> **DOCUMENT TEXT**:
....

Well, if you're eating at Leroy's House of Ptomaine, I'd expect that you'd get one set of utensils for the entire meal, but any restaurant that aspires to any degree of class will put fresh silverware out for each course.


----------



## rami_m

At a bare minimum I expect a fresh set for desert.


----------



## rogue108

sachem allison said:


> yep, just about everyone of ours is in musical theater and the one girl who has a masters in psychology. She actually is the biggest idiot. we call her princess. We actually, have an Irish server that the cooks address as "stupid" and she answers them every time. no joke.



Is that the same Irish girl who waited on our table when we had mini gathering in June? She seemed nice enough but we didn't test her intelligence...



sachem allison said:


> they are making tons of money. Our summer didn't slow down that much. The servers complain that they only went home with $200 today or $300 yesterday. for 5 hours work. FY!



I can't see how they can be bitching about those payouts. I would totally work as a part-time server at your place...


----------



## Dardeau

What enrages me is taking a dirty fork off of a plate and putting it on a clean table. I have had this happen at very nice restaurants, and it blows my mind. 
I have, in the past, thought waiters were useless, but they have a skill set all their own. The unobtrusiveness that Stephan commented in is a great example. Some people think of that as bad service though, they want to be the center of the waiter circus. 
Reading parts of Setting the Table were key to me understanding this. Not the parts about opening a BBQ joint in Manhattan. Ignore those parts.

....

> **ROWS**:
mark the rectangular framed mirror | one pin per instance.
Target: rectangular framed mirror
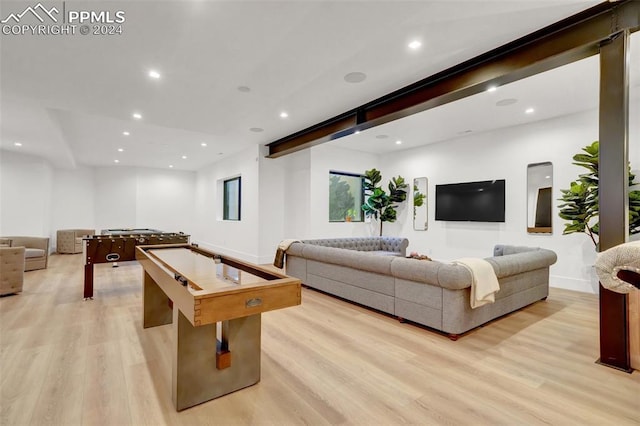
(539, 198)
(420, 204)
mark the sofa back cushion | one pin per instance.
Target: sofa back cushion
(377, 244)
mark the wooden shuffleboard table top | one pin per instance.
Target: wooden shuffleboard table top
(203, 273)
(206, 291)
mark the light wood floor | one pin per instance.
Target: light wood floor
(64, 361)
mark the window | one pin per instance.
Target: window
(231, 208)
(345, 197)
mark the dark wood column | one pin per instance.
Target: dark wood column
(614, 191)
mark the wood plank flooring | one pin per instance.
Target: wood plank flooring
(64, 361)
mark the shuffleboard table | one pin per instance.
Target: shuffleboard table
(118, 245)
(214, 304)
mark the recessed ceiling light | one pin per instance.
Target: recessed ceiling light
(505, 102)
(355, 77)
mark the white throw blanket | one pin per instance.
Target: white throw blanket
(484, 283)
(623, 257)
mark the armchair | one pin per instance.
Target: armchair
(70, 240)
(36, 253)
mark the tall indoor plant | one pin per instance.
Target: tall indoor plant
(580, 202)
(378, 203)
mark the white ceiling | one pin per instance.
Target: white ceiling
(69, 98)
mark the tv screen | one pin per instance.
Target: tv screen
(471, 201)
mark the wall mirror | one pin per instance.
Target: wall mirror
(420, 204)
(539, 202)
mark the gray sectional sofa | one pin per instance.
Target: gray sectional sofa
(431, 293)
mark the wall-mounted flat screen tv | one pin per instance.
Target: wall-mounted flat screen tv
(471, 201)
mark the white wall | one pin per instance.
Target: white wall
(503, 154)
(25, 195)
(165, 200)
(37, 199)
(73, 200)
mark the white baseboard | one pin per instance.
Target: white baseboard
(575, 284)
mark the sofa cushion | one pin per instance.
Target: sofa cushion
(415, 270)
(30, 253)
(517, 263)
(352, 258)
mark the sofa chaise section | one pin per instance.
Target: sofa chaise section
(437, 294)
(431, 293)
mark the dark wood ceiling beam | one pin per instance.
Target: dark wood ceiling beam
(566, 41)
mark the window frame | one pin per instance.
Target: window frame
(225, 199)
(359, 207)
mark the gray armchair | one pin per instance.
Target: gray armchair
(36, 252)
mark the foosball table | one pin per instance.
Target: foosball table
(119, 245)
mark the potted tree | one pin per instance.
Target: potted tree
(378, 203)
(580, 202)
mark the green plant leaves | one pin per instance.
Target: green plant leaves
(378, 203)
(580, 204)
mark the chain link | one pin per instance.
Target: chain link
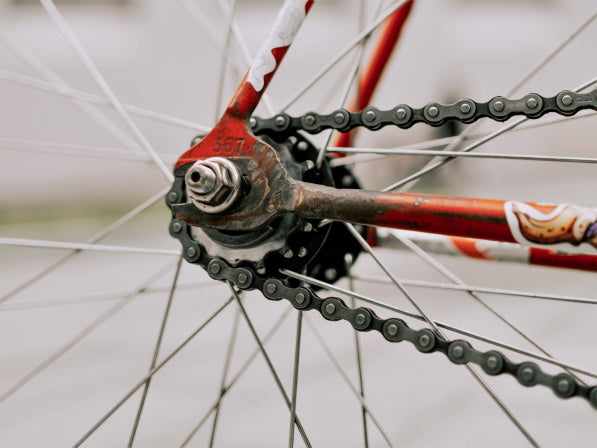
(395, 330)
(498, 108)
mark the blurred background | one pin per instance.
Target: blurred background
(64, 178)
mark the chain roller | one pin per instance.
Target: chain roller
(395, 330)
(466, 110)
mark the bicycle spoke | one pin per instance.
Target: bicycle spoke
(24, 242)
(357, 350)
(445, 326)
(460, 138)
(97, 99)
(433, 166)
(150, 375)
(297, 356)
(270, 366)
(330, 354)
(439, 142)
(552, 54)
(477, 155)
(454, 278)
(207, 29)
(73, 150)
(83, 334)
(94, 239)
(356, 41)
(272, 331)
(92, 298)
(224, 61)
(481, 289)
(229, 352)
(101, 82)
(45, 72)
(431, 322)
(156, 350)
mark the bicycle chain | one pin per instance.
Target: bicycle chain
(333, 308)
(466, 110)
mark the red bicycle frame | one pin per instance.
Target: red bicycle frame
(561, 227)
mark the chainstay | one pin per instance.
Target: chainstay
(425, 340)
(466, 110)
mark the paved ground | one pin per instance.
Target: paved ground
(418, 400)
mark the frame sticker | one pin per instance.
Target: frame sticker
(565, 227)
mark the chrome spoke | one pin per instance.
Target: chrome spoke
(74, 150)
(207, 29)
(480, 289)
(433, 325)
(24, 242)
(229, 352)
(270, 366)
(210, 32)
(437, 144)
(552, 54)
(45, 72)
(431, 166)
(92, 298)
(457, 280)
(236, 377)
(456, 154)
(356, 41)
(330, 354)
(156, 351)
(94, 239)
(153, 371)
(445, 326)
(97, 99)
(297, 356)
(101, 82)
(82, 334)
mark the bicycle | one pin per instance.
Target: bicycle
(238, 183)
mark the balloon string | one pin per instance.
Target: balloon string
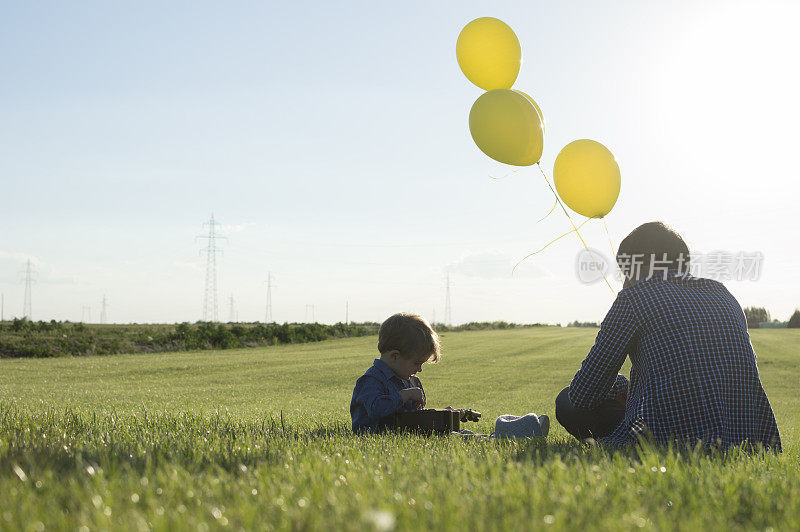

....

> **INSTRUCTIONS FOR THE TASK**: In the restaurant thread, which book does a poster say was key to understanding that waiters have their own skill set? Answer using only the restaurant thread.

> **SOLUTION**: Setting the Table.